**Exercise description:**
Retype the passage of the AI legal and regulatory tracker below word for word, starting with "AI Intellectual Property" and going on through "of the performer.".

(Text)

Below is this week’s tracker of the latest legal and regulatory developments in the United States and in the EU. Sign up here to ensure you do not miss an update.

AI Intellectual Property Update:

  • The SAG-AFTRA strike has ended, with union members set to vote on a proposed contract. The tentative agreement’s provisions on AI state that if a producer plans to make a computer-generated character that has a main facial feature that clearly looks like a real actor (and use of the actor’s name and face to prompt the AI), the producer must first get permission from the actor. The agreement also requires that performers are compensated for the creation and use of any digital replicas of the performer.
  • Adobe is working on a new AI-powered audio tool designed to break apart different layers of sound within a single recording. Called “Project Sound Lift,” the tool can automatically detect each sound and spit out separate files containing the background noise and the track users want to prioritize, such as someone’s voice or the sound of an instrument.
  • YouTube plans to adopt new disclosure requirements and content labels for content created by generative AI. Starting next year, the video platform will “require creators to disclose when they’ve created altered or synthetic content that is realistic . . . For example, this could be an AI-generated video that realistically depicts an event that never happened, or content showing someone saying or doing something they didn’t actually do.” Penalties for not labeling AI-generated content could include takedowns and demonetization.
  • Some of Bing’s search results now have AI-generated descriptions, according to a blog post from Microsoft. The company will use GPT-4 to garner “the most pertinent insights” from webpages and write summaries beneath Bing search results, and users can check which search result summaries are AI-generated.

AI Litigation Update

  • Music publishers that sued AI company Anthropic last month (M.D. Tenn. No. 3:23-cv-01092) have asked the court to issue a preliminary injunction that would prevent Anthropic from reproducing or distributing copyrighted song lyrics. The music publishers argue that Anthropic’s use of their copyrighted works is not fair use and that publishers and their songwriters will suffer irreparable harm absent an injunction. The proposed injunction specifically requests that Anthropic (1) be ordered “to implement effective guardrails that prevent its current AI models from generating output that disseminates, in full or in part, the lyrics to compositions owned or controlled by Publishers” and (2) is prohibited from using unauthorized copies to train future models.

AI Policy Update—Federal

  • The FCC has approved an open-ended notice of inquiry that asks how AI can fight robocalls, as well as inquiring into potential risks from the technology. “Responsible and ethical implementation of AI technologies is crucial to strike a balance, ensuring that the benefits of AI are harnessed to protect consumers from harm rather than amplify the risk they face in an increasingly digital landscape,” said Commissioner Anna Gomez.

AI Policy Update—European Union:

  • The EU AI Act is at the last phase of the EU legislative process, the so-called trilogue negotiations, where the European Parliament, the Council of the European Union and the European Commission negotiate final text of the proposed AI Act:
    • Last week, France, Germany and Italy pushed against any type of regulation for foundation models. This week, Reuters reports that France, Germany and Italy have reached an agreement on how AI should be regulated. The three governments support “mandatory self-regulation through codes of conduct” for foundation models. However, the governments oppose “un-tested norms.” This agreement could accelerate negotiations at the EU level, and allow for a political agreement on the EU AI Act at the beginning of December.

(End Text)
(Available data)

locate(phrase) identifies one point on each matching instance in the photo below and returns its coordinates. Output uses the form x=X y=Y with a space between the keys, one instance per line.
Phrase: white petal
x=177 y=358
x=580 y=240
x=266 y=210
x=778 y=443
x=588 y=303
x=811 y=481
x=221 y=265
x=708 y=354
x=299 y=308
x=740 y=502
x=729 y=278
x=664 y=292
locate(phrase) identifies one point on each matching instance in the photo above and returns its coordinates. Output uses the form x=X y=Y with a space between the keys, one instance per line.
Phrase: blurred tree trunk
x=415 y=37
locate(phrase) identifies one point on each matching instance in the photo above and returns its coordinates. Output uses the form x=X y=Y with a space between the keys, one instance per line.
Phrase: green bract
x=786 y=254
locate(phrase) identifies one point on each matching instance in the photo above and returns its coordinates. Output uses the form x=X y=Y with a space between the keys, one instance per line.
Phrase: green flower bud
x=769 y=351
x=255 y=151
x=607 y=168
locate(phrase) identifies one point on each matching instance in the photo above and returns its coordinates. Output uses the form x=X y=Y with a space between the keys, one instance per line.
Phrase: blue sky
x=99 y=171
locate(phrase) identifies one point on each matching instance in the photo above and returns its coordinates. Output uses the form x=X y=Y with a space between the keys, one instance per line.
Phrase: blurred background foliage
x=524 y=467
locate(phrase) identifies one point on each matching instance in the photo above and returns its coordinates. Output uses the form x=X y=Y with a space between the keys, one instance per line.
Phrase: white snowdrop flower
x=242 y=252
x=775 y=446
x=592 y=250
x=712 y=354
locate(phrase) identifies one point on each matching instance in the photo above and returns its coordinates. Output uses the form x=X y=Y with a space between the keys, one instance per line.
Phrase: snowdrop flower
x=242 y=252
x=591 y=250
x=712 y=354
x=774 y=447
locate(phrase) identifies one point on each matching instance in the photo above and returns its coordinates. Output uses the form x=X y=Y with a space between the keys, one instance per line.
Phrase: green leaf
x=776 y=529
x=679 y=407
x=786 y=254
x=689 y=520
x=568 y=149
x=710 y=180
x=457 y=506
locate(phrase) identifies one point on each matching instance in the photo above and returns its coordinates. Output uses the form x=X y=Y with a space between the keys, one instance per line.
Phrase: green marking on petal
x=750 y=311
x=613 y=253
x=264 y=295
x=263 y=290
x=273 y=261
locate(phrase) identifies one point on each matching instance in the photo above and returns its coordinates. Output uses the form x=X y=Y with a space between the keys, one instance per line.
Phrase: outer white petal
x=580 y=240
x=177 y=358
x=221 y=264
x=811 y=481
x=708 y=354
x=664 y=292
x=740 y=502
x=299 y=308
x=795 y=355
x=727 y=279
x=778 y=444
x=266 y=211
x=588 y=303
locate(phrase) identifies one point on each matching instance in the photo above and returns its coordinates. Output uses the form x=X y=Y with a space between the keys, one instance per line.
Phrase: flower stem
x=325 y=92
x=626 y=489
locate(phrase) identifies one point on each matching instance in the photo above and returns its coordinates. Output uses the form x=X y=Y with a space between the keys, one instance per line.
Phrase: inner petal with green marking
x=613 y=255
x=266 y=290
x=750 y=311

(End Available data)

**Response area:**
AI Intellectual Property Update:

  • The SAG-AFTRA strike has ended, with union members set to vote on a proposed contract. The tentative agreement’s provisions on AI state that if a producer plans to make a computer-generated character that has a main facial feature that clearly looks like a real actor (and use of the actor’s name and face to prompt the AI), the producer must first get permission from the actor. The agreement also requires that performers are compensated for the creation and use of any digital replicas of the performer.